_Quoted text_
Trader thoughts - the long and short of it

The weekend focus has been squarely on the G20 meeting in Hamburg, and while the meeting has been all about frosty relations we can see USD/JPY (if we use this as a proxy for risk) opening the new week on a flat note.

Market data
Source: Bloomberg

This provides some confidence S&P 500 and US crude futures should open largely unchanged, although crude does have the benefit of a seven rig increase (to 763 rigs) in the weekly Baker-Hughes oil rig count.

Looking ahead, traders will continue to watch fixed income like a hawk for further knock-on effects into FX and equities. Specifically with Fed governor Leal Brained (Wednesday at 2:00am AEST) due to speak on monetary policy and chair Janet Yellen set to aggregate the backdrop into hopefully a somewhat clearer playbook in her two-day semi-annual testimony to Congress starting on Wednesday at 10:30pm AEST.

Let’s not forget the moves we have seen of late in fixed income have predominantly been driven by a re-pricing of expectations on a global basis, not specifically around the Fed, but this week the US takes over as the centre of the universe and the USD will be interesting viewing. Especially if we can see ‘real’ (or inflation-adjusted) bond yields breaking out and moving higher from here. Whether we still see the US and global equities moving higher on this development I am less sure, as it does pose a tightening of financial conditions. As we know and likely to hear again from Yellen, financial conditions, or should we say loose financial conditions, are at the very heart of markets.

Friday's (10:30pm AEST) release of US CPI ex-food and energy will also be a strong catalyst for markets and traders are positioned here for stability with another monthly read of 1.7% expected. A stronger read and we can find some assurance that the Fed’s glass half-full view of inflation should be somewhat validated and we continue selling the treasuries, and in FX traders buying USD/JPY.

The backdrop for Asia today is fairly constructive and perhaps we can see the ASX 200 halting a three-day sell-off with SPI futures closing up 10 points. The leads are a net positive if we aggregate all the various factors, although China’s CPI (expected to gain 10 basis points to 1.6%) and PPI (unchanged at 5.5%) could influence given how sensitive the world is too inflationary reads right now. Specifically, watch PPI (released at 11:30am AEST) and a big drop could be a small negative for Aussie materials, while AUD/USD might attract a few sellers, with traders keenly watching the 22 June low of $0.7534 with interest.

The S&P 500 has handed us a positive lead, closing up 0.6%, with solid moves in tech, financials and materials, while energy closed down a touch. The US payrolls print was widely noted as an equity positive, with a solid rebound in headline job creation at 222,000, on a revised May print to 152,000 (from 138,000), while wages grew slightly below expectations at 2.5% YoY, or 0.2% in June. Strong headline growth, amid poor wage growth, is seemingly a perfect storm for equities, who are also eyeing Q2 earning season where equity traders this week have to navigate around moves in fixed income while also having to deal with the fact 5% of the S&P 500 market cap this week. Personally speaking, I would prefer long exposure in equities this week, despite some better two-way (i.e. buying and short selling) from clients.

_Set problem 1_
In the records below, pick out every line that contains the word "american" and copy each of those lines.

_Supplied records_
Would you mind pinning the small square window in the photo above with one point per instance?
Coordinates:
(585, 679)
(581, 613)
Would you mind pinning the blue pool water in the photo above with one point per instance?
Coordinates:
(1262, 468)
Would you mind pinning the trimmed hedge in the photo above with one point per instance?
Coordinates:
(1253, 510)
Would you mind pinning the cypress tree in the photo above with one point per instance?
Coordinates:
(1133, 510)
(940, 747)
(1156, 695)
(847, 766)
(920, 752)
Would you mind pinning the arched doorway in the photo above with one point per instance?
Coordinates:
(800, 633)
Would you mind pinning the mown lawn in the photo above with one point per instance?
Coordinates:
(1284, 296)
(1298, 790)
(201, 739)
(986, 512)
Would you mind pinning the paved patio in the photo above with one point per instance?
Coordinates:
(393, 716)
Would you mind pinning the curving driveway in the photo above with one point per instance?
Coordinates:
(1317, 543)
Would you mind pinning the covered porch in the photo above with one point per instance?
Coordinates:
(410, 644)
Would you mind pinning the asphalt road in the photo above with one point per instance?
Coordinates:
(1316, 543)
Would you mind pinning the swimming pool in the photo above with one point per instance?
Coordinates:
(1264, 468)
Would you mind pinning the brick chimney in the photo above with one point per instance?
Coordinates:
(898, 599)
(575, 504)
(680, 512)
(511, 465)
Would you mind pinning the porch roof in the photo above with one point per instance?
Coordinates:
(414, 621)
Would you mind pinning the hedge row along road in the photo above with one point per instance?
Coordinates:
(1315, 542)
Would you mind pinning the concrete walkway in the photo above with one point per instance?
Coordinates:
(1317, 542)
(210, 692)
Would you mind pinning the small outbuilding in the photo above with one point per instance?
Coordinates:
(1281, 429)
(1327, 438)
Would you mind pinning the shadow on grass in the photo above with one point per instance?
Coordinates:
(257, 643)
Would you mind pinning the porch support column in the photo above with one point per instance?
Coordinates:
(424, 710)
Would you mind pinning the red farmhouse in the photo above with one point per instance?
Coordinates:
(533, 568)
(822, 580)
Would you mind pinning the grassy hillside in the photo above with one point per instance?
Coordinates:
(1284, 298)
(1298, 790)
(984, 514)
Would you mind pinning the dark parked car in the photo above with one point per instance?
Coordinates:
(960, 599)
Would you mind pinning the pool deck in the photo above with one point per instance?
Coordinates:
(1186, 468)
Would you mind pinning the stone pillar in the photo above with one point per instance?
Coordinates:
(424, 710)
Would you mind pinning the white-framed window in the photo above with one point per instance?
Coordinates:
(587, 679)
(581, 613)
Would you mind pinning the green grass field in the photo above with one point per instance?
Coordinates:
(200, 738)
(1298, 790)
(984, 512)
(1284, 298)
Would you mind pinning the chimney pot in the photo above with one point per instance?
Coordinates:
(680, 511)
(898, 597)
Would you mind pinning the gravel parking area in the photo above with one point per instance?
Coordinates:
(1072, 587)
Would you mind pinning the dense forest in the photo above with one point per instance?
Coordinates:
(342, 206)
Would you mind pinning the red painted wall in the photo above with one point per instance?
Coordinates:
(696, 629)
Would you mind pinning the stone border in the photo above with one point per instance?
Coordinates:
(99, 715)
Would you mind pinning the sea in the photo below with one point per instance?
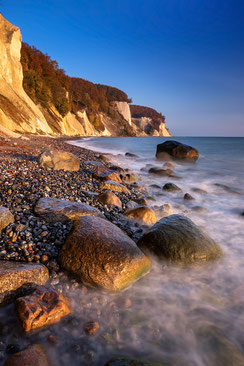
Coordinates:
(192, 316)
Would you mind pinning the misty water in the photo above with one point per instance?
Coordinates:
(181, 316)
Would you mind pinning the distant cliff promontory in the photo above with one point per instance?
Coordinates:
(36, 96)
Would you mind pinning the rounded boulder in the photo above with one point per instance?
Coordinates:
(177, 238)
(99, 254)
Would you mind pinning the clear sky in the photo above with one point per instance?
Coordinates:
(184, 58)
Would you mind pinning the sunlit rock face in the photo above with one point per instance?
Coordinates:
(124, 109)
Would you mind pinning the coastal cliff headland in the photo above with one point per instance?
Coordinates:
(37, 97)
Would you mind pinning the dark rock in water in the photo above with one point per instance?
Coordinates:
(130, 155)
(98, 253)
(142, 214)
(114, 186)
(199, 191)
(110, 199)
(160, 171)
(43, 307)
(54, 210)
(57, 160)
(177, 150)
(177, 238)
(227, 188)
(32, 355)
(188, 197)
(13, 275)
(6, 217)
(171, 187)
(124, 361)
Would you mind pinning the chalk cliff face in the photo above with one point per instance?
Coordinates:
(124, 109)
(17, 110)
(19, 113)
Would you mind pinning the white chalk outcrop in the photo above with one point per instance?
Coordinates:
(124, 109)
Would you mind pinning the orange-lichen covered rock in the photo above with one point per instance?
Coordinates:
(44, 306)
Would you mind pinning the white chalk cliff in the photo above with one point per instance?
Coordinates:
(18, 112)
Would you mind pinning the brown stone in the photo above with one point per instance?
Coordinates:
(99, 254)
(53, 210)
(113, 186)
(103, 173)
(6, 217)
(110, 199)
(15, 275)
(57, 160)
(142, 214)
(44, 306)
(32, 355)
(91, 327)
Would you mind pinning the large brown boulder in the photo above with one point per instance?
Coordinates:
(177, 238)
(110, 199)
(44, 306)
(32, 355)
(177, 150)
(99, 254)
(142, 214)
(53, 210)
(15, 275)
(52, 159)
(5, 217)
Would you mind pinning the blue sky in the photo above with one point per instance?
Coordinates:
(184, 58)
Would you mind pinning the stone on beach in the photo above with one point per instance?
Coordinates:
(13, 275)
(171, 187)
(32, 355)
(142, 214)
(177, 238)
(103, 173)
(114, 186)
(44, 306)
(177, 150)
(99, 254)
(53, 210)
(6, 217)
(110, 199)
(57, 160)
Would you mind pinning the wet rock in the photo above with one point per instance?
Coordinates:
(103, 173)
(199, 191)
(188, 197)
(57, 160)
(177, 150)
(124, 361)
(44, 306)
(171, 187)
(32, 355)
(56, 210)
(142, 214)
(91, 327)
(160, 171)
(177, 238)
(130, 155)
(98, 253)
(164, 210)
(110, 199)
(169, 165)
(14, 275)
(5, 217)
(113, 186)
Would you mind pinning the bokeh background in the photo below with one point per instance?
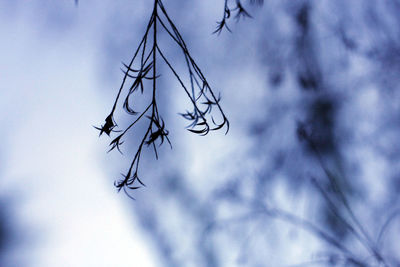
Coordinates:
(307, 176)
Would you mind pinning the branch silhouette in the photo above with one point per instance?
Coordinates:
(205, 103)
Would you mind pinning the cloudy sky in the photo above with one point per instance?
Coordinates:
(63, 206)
--
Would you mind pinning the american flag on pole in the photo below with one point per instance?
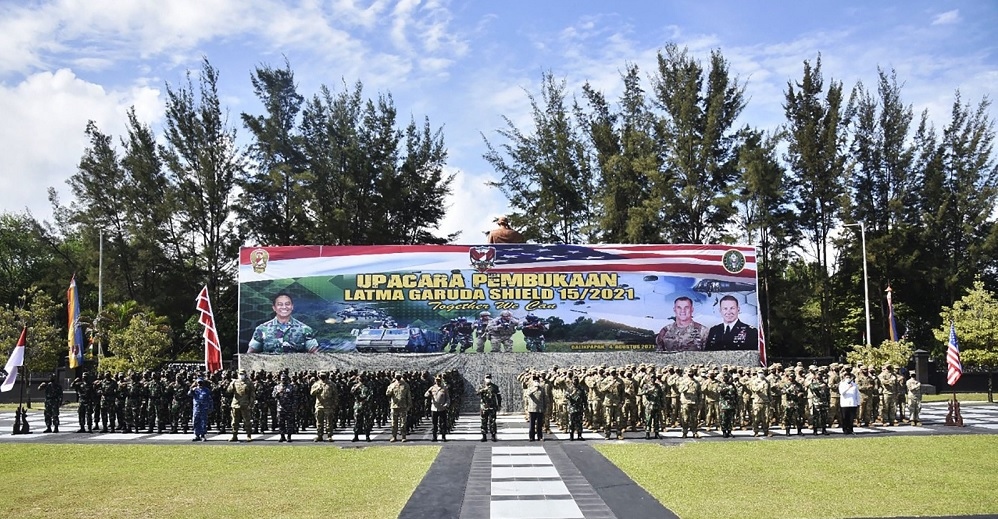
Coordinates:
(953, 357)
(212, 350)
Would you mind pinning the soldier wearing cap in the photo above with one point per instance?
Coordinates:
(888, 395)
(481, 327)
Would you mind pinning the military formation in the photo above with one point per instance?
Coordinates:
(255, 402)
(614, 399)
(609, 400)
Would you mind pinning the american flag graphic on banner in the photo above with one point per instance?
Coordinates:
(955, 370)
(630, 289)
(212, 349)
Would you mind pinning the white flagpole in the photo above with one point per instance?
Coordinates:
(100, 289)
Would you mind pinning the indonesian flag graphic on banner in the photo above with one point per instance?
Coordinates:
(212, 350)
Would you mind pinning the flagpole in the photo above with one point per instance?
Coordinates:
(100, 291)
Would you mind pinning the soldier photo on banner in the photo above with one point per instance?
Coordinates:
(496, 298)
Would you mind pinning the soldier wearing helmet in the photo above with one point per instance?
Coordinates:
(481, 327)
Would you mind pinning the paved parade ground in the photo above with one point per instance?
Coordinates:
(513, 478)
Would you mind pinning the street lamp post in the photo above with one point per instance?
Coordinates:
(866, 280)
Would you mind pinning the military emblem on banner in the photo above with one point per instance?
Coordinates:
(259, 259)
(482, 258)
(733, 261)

_Set problem 2_
From the market commentary above, quote word for word the passage starting with "This provides some" and going on through "at 10:30pm AEST.".

_Final result 1_
Would you mind pinning the american flag on pole in the photo below with one point per instance?
Would you mind pinning the american flag graphic on banner in the photo above with one point per instance?

_Final result 2_
This provides some confidence S&P 500 and US crude futures should open largely unchanged, although crude does have the benefit of a seven rig increase (to 763 rigs) in the weekly Baker-Hughes oil rig count.

Looking ahead, traders will continue to watch fixed income like a hawk for further knock-on effects into FX and equities. Specifically with Fed governor Leal Brained (Wednesday at 2:00am AEST) due to speak on monetary policy and chair Janet Yellen set to aggregate the backdrop into hopefully a somewhat clearer playbook in her two-day semi-annual testimony to Congress starting on Wednesday at 10:30pm AEST.